▶ **DIRECTION A**
Select each line of the records that contains the word "portrait", and copy those lines. Treat uppercase and lowercase letters as different.

▶ **SELECTED EXCERPT**
------

But despite its size, India’s dairy industry is still fragmented and largely unindustrialized, says Ravichandran. Around 80% of dairy animals in India belong to smallholders who own only two to three cows. In contrast, the average size of a dairy herd in the United States was 296 cows in 2020.
On the small Indian farms, productivity is often low, Ravichandran adds. On average, dairy cows in India produced five liters per day in 2019, compared to more than 30 liters daily for the United States’ top dairy cows.
Stellapps is not the only Indian startup looking to modernize the industry through smart technology. Like Stellapps, Prompt has created cow pedometers to monitor health and breeding cycles, and Ravichandran points to Farmtree by Inhof Technologies, which uses data to work out the efficiency and value of small farms, and Herdman by Vetware, which offers a subscription model to track data for more than one million animals. “Data can help to transform the industry,” she says.
An expanding platform
Stellapps does not charge farmers for its technology and advisory services. Instead, it monetizes its product through the cooperatives that purchase the milk and additional service providers, like insurance and animal nutrition companies.

------

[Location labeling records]
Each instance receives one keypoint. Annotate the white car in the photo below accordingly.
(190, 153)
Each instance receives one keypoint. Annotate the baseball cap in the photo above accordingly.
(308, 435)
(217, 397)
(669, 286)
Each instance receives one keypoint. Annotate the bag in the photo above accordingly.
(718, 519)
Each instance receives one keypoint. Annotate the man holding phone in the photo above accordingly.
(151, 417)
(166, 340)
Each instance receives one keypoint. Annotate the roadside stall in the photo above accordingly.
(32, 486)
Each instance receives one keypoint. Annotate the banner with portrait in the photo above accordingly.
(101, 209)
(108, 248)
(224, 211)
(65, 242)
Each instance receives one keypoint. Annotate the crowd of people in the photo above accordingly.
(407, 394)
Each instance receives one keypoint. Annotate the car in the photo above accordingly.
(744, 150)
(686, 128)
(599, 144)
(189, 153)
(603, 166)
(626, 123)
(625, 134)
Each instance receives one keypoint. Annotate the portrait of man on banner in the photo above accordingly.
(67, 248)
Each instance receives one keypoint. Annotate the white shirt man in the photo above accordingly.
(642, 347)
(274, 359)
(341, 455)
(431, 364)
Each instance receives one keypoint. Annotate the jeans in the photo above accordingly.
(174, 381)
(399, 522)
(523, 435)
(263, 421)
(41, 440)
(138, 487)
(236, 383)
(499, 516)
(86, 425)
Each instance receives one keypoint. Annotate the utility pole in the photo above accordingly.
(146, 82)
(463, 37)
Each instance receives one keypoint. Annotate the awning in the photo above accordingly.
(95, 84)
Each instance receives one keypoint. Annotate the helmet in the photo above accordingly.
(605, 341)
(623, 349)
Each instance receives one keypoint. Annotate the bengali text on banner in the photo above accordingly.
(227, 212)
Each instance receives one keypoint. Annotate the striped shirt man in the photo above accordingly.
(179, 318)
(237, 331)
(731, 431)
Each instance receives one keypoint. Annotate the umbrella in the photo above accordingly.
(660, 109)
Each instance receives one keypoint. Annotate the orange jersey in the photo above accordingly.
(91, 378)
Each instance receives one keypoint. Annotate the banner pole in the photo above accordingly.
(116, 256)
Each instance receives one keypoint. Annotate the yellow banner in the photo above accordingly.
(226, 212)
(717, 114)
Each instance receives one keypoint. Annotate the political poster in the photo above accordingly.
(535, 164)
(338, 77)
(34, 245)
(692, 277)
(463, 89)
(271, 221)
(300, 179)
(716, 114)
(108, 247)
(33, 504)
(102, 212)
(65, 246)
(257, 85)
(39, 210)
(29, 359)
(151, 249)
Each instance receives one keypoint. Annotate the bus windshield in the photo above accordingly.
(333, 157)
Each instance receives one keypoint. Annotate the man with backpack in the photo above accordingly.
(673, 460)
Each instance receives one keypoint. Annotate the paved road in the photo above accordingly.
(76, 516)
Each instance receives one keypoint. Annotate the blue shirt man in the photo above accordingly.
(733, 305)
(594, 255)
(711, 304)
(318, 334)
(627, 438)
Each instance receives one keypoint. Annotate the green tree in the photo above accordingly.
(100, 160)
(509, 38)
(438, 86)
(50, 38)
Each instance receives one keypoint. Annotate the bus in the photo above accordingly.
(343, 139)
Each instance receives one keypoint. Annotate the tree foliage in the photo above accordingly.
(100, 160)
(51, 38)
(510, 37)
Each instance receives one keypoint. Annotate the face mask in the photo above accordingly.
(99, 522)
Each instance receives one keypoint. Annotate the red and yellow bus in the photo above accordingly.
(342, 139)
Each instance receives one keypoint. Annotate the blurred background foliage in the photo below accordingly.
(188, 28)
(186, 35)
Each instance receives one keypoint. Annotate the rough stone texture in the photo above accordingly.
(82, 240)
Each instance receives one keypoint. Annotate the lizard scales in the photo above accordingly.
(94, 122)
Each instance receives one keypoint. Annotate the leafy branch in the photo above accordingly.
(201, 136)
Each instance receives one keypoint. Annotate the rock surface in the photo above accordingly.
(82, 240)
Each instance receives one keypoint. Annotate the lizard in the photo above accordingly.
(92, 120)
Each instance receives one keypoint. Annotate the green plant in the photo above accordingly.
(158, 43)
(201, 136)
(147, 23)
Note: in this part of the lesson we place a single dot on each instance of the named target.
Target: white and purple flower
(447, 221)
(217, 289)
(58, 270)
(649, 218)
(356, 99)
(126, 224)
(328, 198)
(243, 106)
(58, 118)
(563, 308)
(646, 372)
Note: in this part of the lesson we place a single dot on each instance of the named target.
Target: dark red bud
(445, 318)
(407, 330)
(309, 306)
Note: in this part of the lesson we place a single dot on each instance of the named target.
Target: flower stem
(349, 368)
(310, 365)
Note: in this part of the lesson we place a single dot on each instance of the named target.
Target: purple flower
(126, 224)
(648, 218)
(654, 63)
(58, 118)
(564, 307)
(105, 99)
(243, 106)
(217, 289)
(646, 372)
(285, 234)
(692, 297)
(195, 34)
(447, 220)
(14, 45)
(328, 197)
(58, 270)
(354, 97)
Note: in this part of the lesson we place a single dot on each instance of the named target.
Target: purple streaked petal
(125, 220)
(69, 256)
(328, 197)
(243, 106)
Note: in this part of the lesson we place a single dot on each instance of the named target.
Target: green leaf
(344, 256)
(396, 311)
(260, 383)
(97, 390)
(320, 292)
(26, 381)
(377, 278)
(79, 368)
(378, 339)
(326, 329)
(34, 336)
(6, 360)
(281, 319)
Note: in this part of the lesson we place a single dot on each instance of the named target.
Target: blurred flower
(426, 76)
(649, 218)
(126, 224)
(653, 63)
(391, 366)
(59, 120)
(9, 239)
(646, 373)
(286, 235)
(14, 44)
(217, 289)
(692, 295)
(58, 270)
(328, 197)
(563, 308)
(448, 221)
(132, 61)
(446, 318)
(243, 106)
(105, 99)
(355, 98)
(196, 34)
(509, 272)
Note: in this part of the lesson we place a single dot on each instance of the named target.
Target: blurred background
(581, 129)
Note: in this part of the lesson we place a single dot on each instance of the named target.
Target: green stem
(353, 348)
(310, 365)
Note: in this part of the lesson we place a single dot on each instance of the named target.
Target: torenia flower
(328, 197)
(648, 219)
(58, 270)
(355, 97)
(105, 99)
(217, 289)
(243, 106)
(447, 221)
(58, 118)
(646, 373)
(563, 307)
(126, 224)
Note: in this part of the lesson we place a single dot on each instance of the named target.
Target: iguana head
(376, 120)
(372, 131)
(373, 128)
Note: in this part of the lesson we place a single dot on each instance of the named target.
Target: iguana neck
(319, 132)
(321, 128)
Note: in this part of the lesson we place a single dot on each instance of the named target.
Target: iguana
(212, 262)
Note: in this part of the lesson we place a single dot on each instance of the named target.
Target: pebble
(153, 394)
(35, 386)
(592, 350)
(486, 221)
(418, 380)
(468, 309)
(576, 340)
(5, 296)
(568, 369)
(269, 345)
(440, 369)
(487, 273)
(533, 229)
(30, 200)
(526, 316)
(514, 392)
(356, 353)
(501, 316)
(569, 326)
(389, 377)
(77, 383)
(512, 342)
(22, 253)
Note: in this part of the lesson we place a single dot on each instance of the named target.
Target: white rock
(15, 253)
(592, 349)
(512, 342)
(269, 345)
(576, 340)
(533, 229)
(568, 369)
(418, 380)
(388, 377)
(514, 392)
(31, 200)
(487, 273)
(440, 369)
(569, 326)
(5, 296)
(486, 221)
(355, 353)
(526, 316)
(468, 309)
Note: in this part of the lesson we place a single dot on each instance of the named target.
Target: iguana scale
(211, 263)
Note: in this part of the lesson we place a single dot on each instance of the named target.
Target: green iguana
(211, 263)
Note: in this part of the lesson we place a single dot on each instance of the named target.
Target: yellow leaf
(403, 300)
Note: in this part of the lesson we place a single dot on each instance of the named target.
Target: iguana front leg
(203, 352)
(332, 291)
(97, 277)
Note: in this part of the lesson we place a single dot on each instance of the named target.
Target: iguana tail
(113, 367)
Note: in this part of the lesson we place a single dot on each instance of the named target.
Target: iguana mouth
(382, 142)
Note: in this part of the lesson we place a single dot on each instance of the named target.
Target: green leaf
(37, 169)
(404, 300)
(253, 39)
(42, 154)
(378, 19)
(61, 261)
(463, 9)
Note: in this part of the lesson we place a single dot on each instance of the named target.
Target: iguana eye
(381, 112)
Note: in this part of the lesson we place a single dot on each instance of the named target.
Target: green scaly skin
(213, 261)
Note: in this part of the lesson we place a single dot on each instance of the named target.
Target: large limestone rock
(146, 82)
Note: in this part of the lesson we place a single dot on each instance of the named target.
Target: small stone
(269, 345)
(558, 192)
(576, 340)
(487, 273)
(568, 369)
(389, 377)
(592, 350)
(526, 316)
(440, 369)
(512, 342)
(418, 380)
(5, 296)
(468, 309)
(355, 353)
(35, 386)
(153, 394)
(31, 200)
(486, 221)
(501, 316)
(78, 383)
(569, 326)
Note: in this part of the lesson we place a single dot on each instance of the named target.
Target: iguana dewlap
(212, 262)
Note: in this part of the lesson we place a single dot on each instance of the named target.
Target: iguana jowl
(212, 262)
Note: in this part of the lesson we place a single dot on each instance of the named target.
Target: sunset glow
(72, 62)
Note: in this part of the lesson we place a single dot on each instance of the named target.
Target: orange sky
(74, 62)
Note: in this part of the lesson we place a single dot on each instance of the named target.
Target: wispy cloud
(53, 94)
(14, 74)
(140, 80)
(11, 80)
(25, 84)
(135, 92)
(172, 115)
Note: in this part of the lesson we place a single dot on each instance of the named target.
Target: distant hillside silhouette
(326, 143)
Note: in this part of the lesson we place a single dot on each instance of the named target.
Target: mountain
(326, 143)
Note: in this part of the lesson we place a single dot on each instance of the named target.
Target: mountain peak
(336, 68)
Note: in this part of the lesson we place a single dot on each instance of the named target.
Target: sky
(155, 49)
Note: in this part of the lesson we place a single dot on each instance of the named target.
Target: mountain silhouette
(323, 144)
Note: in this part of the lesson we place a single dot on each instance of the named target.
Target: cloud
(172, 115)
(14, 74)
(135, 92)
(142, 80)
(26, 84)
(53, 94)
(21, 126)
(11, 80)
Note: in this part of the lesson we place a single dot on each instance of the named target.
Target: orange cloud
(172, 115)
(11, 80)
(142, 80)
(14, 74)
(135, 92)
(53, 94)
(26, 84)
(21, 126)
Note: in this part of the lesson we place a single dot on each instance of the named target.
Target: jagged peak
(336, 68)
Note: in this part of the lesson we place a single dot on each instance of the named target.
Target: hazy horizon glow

------

▶ **DIRECTION B**
Rewrite the dairy industry passage starting with "An expanding platform" and going on through "animal nutrition companies.", switching "farmers" to "growers".

▶ **FINAL ANSWER A**
Each instance receives one keypoint. Annotate the banner with portrait in the photo above accordingly.
Each instance receives one keypoint. Annotate the portrait of man on banner in the photo above accordingly.

▶ **FINAL ANSWER B**
An expanding platform
Stellapps does not charge growers for its technology and advisory services. Instead, it monetizes its product through the cooperatives that purchase the milk and additional service providers, like insurance and animal nutrition companies.